Items from a data source
-- Begin --
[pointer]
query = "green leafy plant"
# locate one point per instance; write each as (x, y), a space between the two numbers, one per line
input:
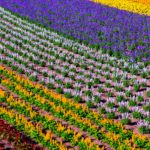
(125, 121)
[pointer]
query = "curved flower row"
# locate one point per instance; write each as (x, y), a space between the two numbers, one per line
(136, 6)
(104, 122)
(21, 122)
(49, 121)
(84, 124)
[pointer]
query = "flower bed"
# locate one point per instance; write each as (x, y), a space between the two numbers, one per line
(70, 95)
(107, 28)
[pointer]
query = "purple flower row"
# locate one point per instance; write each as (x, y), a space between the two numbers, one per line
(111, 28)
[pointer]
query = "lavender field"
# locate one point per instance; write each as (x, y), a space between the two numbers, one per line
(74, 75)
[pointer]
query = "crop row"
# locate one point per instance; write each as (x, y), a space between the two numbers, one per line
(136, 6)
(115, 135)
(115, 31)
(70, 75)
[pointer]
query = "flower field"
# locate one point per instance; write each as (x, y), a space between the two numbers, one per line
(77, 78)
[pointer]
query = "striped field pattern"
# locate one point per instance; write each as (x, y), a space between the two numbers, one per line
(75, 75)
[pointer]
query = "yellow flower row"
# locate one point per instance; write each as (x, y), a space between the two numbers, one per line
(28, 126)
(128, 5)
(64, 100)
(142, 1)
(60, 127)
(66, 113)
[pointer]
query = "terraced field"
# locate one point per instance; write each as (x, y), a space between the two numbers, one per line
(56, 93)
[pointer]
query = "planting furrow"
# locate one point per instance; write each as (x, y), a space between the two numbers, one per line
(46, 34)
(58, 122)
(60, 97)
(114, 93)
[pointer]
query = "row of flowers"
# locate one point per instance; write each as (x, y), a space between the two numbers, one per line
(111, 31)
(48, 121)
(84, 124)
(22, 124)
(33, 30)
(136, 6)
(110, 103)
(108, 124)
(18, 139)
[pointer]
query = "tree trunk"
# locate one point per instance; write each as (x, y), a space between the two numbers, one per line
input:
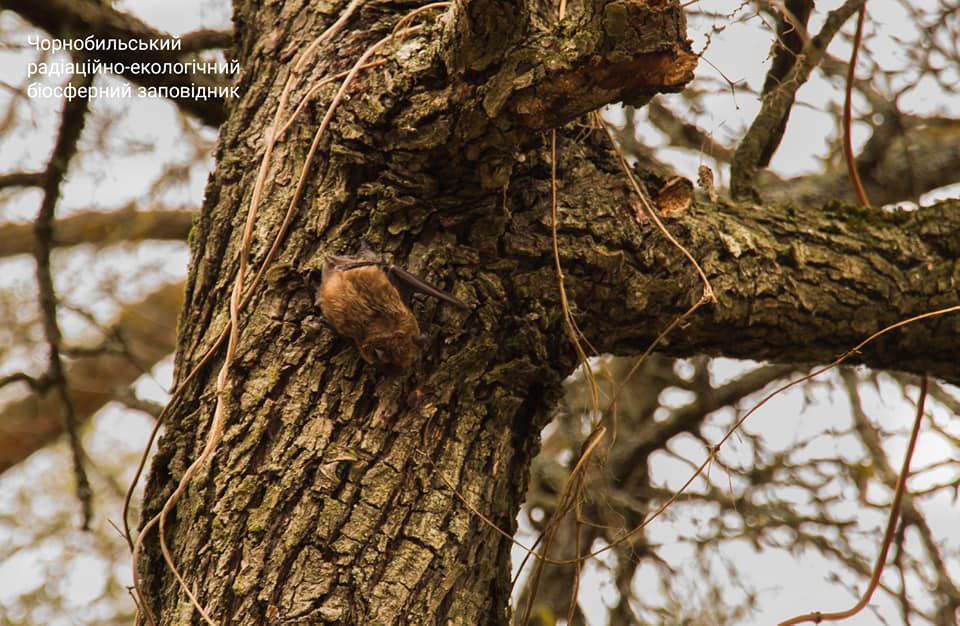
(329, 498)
-- End --
-- Begin --
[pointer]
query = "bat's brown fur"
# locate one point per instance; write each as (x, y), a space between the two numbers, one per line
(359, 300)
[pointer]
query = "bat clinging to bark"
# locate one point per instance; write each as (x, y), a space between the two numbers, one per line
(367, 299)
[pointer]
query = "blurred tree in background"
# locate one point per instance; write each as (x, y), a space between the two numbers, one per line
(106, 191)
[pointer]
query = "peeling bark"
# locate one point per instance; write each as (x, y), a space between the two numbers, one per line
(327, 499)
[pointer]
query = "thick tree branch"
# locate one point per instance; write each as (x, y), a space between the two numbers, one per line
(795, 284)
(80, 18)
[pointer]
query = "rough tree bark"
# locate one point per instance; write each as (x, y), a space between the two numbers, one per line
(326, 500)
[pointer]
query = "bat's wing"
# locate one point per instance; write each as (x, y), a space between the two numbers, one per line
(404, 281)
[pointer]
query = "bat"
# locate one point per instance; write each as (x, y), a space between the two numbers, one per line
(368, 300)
-- End --
THE PROBLEM
Count the lines in the listing above that contain the string "bark", with case mattering, and give only the number.

OUTPUT OF THE TASK
3